Source data:
################
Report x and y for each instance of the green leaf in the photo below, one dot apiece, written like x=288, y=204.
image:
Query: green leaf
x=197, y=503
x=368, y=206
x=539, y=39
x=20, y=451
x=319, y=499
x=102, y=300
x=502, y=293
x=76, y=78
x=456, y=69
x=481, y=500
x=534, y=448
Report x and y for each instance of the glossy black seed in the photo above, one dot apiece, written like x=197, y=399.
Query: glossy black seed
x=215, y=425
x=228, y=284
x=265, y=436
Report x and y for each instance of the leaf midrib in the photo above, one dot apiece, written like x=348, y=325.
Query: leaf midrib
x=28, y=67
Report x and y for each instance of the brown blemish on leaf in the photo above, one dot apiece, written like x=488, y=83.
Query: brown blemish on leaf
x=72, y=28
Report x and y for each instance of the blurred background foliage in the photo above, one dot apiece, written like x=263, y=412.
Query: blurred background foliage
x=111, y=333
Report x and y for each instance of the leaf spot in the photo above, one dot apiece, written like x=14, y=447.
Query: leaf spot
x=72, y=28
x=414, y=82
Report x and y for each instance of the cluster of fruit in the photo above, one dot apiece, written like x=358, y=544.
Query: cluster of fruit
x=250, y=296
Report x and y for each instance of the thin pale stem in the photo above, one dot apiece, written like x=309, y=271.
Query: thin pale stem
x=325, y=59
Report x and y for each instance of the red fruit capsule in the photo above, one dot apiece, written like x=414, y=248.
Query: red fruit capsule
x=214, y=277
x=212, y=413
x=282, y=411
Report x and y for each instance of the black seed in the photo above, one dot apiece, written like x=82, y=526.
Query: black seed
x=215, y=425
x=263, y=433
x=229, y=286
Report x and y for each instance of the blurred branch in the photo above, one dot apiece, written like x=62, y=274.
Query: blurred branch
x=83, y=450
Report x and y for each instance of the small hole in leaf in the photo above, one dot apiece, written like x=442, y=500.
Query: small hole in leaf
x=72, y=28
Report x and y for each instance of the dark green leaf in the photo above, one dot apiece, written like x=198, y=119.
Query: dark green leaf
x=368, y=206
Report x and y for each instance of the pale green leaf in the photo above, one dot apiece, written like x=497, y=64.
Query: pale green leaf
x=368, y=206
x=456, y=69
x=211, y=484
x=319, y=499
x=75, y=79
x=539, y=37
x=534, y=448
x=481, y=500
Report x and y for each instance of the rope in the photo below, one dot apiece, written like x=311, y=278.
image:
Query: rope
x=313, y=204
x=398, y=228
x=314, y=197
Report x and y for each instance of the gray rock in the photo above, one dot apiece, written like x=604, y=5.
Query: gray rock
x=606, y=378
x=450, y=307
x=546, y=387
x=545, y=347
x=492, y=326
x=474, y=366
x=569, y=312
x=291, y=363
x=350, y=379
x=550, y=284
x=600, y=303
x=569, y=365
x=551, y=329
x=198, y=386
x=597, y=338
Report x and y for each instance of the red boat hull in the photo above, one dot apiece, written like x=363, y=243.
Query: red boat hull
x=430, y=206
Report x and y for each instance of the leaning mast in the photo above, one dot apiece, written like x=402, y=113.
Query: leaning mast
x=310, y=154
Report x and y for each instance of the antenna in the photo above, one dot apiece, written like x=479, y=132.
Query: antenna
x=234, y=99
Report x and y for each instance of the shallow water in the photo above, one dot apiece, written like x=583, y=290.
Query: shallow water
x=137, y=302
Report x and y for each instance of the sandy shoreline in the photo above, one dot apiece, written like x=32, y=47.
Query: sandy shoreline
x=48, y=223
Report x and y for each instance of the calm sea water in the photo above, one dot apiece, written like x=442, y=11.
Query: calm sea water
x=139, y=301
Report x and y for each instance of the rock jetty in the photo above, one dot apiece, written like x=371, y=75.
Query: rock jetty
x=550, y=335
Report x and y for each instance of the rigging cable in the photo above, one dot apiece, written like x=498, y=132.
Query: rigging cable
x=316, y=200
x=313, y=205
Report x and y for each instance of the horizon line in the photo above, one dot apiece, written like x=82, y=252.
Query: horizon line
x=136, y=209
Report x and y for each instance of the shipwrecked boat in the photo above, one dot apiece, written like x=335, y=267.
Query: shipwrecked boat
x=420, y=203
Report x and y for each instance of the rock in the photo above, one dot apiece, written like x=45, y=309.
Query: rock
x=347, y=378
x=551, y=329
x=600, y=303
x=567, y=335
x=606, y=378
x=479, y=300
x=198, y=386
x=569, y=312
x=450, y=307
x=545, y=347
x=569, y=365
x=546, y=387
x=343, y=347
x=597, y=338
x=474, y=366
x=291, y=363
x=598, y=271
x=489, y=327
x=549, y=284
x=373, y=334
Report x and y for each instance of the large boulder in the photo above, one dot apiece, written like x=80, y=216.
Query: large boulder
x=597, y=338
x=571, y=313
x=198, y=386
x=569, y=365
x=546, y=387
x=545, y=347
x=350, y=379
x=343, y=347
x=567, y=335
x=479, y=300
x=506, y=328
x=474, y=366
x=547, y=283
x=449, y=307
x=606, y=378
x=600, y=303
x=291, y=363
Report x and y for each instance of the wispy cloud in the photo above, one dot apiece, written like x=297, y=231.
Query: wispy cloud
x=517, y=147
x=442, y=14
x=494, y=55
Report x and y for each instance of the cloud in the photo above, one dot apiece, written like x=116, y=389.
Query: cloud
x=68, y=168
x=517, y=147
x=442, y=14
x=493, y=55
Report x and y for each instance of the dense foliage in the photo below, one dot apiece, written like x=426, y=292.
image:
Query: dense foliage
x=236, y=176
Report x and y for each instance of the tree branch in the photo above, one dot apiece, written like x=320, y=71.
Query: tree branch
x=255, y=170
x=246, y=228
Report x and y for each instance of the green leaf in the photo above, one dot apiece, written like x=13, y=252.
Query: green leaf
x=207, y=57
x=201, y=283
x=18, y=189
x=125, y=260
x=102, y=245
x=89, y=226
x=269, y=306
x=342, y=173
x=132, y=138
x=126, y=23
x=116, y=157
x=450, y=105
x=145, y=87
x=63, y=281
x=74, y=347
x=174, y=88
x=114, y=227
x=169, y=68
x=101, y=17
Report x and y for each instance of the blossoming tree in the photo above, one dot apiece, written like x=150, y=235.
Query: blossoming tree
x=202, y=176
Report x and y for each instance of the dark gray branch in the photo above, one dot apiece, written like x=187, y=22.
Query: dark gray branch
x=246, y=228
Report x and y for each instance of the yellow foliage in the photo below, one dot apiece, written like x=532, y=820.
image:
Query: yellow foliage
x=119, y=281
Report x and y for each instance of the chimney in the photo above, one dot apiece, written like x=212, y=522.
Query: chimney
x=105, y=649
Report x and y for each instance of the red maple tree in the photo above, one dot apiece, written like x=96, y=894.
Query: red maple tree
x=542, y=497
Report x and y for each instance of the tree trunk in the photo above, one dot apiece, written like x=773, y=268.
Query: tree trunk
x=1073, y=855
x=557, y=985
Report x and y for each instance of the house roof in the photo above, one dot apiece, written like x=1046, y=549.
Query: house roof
################
▸ **What you need to do**: Search the records for the string "roof" and report each line that has it.

▸ **Result of the task**:
Report x and y for each instance of the house roof in the photo above, one dot apiece, written like x=1046, y=549.
Query: house roof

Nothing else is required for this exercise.